SELECTED EXTRACT =>
Sunday, 15 October 2006

Jeff's Birthday Bash - and back again

15th October 2006
Tixall to Calf Heath
Staffs and Worcester Canal

14 Miles
12 Locks
6 Hours

After all the toxic waste excitement of yesterday you would expect a quieter return journey wouldn't you? Well, fact can be stranger than fantasy so here is the remainder of this comic episode:

After a 9.00 am start we soon passed the site of yesterday's emergency bailout, finding the autumnal air fortified with a very distinctive bouquet, not entirely pleasant I have to admit. It's a good job the spot was very remote and away from any moorings!

On our return to Penkridge who should be wandering around the lock? None other than yesterday's drunk - who had clearly invested his time and money topping up his inebriation in the local pub. Drunks seem to fall into two camps, they are either dangerously aggressive or they greet you as a long lost best friend. This chap was of the latter persuasion and he enthusiastically peered down into the lock chamber and asked how our trip had gone.

Given yesterday's final comment, I had to reply: "You know you were dead right, s**t does happen," and proceeded to tell the tale. I knew that engaging in this sort of banter carried risks but I didn't see the next one coming. "Can I ask you a favour please? - I need to get my boat up to Gailey and I was wondering if you could give me a tow?". In that moment I couldn't think of a good reason to say no, so I said yes and tied him onto the stern dollies. His little plastic cruiser was, of course, entirely without a licence, a mooring permit or valid BSC - but there, no one is perfect!

I kept well to the front on the locks to avoid crushing my companion, and all went well till we approached Shutt Hill. My "passenger" decided to jump off his boat as we approached the bank, but he failed to allow for the reaction of his craft, which skidded back away from him, leaving him suspended in mid air, rather like Wylie Cyotie when he realises he has run off the edge of a cliff. As if in slow motion, I watched him plunge beneath the murky waters and then start vainly scrabbling at the steel piled bank, trying to get out. The water was deep and cold, he was heavily dressed and drunk and the bank was sheer and high - all of which made an unassisted exit nigh on impossible. I genuinely feared the chap would drown himself so I abandoned the boat (again) and dashed back, hauling him out by his belt. He was too shocked to say much but from his moans of dispair it appeared that he had been wearing his best trousers, which were now soaked and ingrained with silt.

HOW TO COMPLETE THIS TASK => Please extend the canal trip account, starting right after the sentence ending "ingrained with silt."

[Stored data entries]
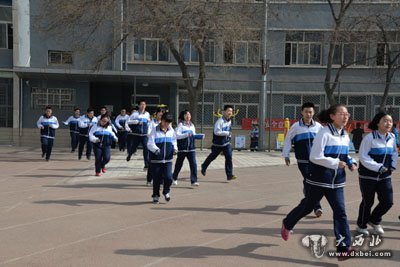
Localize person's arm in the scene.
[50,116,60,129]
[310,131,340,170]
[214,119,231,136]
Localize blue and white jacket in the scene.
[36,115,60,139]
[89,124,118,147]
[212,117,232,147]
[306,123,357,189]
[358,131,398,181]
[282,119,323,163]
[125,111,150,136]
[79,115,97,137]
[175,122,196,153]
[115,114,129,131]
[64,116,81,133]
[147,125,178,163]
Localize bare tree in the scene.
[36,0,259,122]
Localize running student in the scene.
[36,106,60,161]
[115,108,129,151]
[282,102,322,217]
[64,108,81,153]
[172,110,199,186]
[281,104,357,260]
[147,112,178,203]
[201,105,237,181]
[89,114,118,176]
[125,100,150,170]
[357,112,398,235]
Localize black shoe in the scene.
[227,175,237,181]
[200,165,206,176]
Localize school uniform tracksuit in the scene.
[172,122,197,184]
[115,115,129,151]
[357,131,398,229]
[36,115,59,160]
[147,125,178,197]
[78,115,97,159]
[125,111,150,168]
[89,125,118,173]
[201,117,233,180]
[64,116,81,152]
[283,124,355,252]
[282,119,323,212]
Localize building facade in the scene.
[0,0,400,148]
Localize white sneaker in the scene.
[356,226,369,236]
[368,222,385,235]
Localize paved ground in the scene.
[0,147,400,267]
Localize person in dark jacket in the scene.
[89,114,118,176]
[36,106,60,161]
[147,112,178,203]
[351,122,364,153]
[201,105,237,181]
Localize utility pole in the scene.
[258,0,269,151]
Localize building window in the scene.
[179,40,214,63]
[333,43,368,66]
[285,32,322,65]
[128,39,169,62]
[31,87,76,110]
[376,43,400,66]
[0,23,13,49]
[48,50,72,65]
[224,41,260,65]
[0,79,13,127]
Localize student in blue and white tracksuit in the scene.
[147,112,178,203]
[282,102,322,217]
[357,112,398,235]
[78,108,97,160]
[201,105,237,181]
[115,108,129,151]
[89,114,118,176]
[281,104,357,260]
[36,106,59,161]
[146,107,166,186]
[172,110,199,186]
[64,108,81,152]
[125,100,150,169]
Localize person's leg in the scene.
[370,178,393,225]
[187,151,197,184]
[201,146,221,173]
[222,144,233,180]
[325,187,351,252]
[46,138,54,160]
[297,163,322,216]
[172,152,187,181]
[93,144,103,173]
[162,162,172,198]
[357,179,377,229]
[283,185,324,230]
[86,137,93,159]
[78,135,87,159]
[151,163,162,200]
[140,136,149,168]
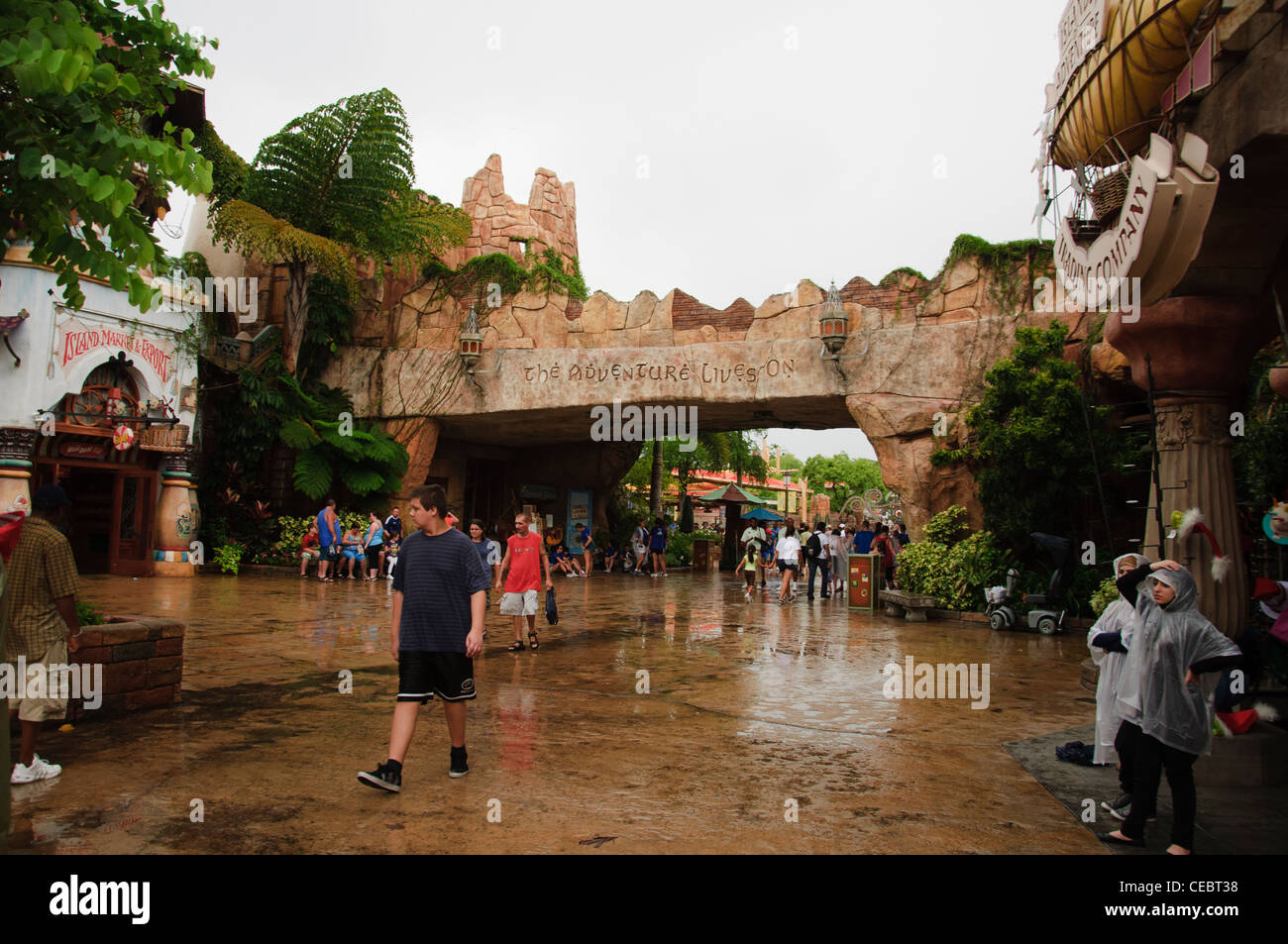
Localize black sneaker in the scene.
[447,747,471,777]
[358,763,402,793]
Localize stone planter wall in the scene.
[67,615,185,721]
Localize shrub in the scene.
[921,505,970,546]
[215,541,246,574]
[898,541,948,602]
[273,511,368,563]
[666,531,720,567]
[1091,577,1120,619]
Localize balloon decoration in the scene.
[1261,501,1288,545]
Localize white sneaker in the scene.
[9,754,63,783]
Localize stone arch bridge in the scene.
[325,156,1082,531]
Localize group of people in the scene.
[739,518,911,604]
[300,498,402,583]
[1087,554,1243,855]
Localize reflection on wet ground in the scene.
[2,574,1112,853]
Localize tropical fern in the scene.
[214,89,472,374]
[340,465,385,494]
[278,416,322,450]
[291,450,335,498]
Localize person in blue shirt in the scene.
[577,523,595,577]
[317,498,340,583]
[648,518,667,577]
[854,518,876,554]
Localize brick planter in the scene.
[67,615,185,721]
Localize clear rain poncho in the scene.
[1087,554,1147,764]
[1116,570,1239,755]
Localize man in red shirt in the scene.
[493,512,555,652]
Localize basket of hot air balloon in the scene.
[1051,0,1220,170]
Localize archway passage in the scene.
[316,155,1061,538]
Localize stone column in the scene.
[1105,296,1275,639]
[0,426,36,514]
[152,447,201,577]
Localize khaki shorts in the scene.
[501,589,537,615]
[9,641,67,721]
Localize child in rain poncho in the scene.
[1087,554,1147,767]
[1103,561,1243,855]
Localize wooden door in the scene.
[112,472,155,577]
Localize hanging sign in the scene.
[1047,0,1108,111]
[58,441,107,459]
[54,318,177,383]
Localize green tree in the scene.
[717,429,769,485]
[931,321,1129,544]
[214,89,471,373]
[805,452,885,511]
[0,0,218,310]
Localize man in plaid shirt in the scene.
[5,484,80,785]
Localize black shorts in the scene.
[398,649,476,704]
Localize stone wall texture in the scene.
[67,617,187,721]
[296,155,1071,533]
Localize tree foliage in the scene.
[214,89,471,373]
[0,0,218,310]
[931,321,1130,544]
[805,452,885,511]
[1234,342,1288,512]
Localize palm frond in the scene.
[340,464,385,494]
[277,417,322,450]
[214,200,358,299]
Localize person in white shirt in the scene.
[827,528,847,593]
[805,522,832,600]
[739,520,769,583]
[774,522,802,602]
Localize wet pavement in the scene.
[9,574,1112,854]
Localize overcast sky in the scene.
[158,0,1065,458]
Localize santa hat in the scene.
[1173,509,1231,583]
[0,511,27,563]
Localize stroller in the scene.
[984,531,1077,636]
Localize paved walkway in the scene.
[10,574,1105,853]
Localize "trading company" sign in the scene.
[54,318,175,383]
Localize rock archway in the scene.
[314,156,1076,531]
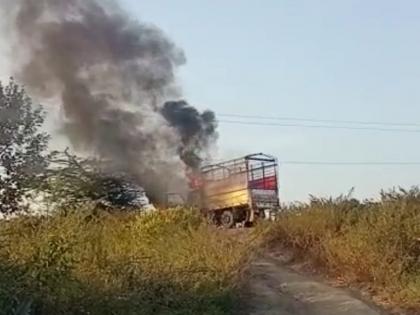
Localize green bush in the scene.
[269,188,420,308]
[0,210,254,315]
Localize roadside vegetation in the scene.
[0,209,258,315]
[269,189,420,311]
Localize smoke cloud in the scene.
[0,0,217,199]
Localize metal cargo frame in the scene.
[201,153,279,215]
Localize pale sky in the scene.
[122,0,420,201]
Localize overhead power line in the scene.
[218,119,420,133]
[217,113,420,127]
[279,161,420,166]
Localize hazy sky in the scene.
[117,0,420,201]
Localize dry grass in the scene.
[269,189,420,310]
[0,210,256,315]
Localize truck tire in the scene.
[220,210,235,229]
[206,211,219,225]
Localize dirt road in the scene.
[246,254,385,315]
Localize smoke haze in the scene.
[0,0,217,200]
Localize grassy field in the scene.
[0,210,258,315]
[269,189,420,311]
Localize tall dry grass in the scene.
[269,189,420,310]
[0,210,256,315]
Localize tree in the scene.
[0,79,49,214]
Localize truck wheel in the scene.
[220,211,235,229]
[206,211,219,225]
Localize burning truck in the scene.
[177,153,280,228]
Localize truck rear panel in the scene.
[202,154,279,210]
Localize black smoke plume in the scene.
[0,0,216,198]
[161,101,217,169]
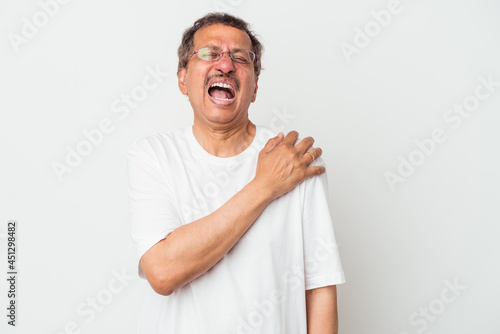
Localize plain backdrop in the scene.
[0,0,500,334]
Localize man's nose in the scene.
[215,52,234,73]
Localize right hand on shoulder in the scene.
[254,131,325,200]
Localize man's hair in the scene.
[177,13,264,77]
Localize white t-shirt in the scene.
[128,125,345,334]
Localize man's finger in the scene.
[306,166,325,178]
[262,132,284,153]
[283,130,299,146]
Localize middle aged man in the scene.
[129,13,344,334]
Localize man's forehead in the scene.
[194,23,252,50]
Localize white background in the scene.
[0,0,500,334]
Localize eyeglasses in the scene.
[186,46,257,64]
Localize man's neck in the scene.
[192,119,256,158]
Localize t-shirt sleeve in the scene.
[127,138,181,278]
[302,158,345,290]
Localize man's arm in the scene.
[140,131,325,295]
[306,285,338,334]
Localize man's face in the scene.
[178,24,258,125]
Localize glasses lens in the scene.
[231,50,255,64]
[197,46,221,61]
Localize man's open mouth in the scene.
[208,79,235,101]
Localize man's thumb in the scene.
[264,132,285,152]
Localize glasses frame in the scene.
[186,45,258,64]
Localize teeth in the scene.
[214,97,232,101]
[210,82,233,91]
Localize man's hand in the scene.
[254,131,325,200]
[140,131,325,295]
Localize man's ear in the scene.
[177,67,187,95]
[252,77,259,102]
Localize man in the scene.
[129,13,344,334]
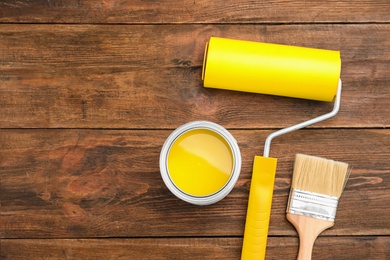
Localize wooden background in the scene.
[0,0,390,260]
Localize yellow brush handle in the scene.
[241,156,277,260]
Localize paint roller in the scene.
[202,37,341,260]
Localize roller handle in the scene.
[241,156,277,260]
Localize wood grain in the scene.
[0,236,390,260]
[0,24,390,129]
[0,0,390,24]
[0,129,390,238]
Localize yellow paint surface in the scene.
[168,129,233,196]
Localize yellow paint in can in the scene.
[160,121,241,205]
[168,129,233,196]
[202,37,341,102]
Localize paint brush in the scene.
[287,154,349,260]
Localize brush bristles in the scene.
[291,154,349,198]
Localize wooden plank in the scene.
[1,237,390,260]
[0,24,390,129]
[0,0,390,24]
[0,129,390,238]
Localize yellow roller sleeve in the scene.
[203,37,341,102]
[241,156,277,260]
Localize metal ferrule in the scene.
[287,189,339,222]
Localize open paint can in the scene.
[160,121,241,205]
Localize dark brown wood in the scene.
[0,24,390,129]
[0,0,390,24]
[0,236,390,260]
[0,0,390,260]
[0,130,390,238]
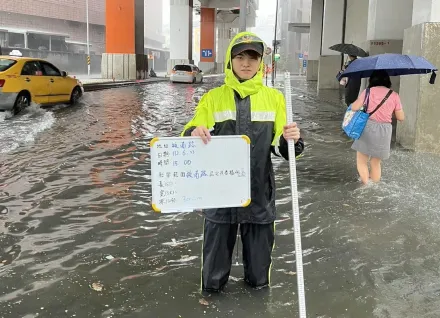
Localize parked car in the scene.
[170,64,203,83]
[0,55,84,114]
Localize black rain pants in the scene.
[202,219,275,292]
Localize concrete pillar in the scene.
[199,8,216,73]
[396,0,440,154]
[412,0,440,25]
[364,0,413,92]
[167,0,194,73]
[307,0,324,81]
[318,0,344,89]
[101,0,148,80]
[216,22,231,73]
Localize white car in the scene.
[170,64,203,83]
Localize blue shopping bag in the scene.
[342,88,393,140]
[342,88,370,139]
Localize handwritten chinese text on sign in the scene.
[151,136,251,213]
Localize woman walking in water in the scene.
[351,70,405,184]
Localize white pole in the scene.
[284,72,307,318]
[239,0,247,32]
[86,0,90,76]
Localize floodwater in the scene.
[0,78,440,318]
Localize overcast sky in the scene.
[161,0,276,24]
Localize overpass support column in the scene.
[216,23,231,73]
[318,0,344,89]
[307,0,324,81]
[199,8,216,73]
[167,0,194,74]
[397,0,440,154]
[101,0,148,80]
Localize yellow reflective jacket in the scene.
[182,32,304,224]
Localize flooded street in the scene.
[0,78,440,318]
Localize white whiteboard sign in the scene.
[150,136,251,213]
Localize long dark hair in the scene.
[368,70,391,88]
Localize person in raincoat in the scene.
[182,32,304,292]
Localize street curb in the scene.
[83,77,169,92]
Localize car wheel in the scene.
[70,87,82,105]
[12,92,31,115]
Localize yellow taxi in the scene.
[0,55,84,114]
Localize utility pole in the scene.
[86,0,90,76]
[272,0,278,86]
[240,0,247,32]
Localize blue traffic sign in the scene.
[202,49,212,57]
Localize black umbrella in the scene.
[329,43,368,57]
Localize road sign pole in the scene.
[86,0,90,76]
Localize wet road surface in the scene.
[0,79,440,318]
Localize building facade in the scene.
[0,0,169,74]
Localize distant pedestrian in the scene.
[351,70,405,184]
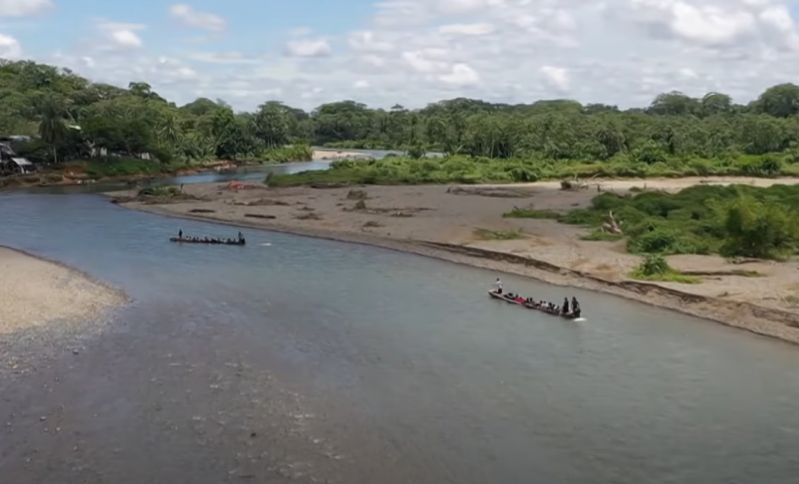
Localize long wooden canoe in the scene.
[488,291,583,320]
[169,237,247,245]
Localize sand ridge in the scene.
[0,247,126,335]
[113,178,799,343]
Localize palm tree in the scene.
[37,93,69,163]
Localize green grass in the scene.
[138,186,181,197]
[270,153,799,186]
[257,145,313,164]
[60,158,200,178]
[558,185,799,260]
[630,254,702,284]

RESPONSE AREA =>
Our passenger disappeared back into his boat to change and didn't reappear till we cleared Gailey Top Lock, emerging as we refilled our water tank to replace the water used in yesterdays debacle. I figured that this trip couldn't have any more incident but no, there was one final twist in the tale. Jeff's best friend, Matt, is a lively lad and never walks when he can run. I had reminded him at regular intervals to slow down but what do I know? In the process of filling the water tank I has sluiced down the side beneath the chimney, rinsing off the sticky tar which oozes out. The result was a slippery patch which Matt hit at full speed and, for the second time in an hour, I watched an episode of Wylie Cyotie. This time the unpowered flight attempt ended with a small blond head bobbing down the side of the boat, spectacles still on his nose all glistening wet with water. Another emergency stop, followed by a rapid strip down and shower to quell the shivering. By this time I had had enough of the passenger (I didn't catch his name but I suspect it was Jonah) so I dropped him off on the visitor moorings and legged it back to Calf Heath as fast as I could.

As you can imagine, the three lads found the events surrounding the "toxic waste" weekend hilarious, with the component parts growing in dramatic content with each retelling!.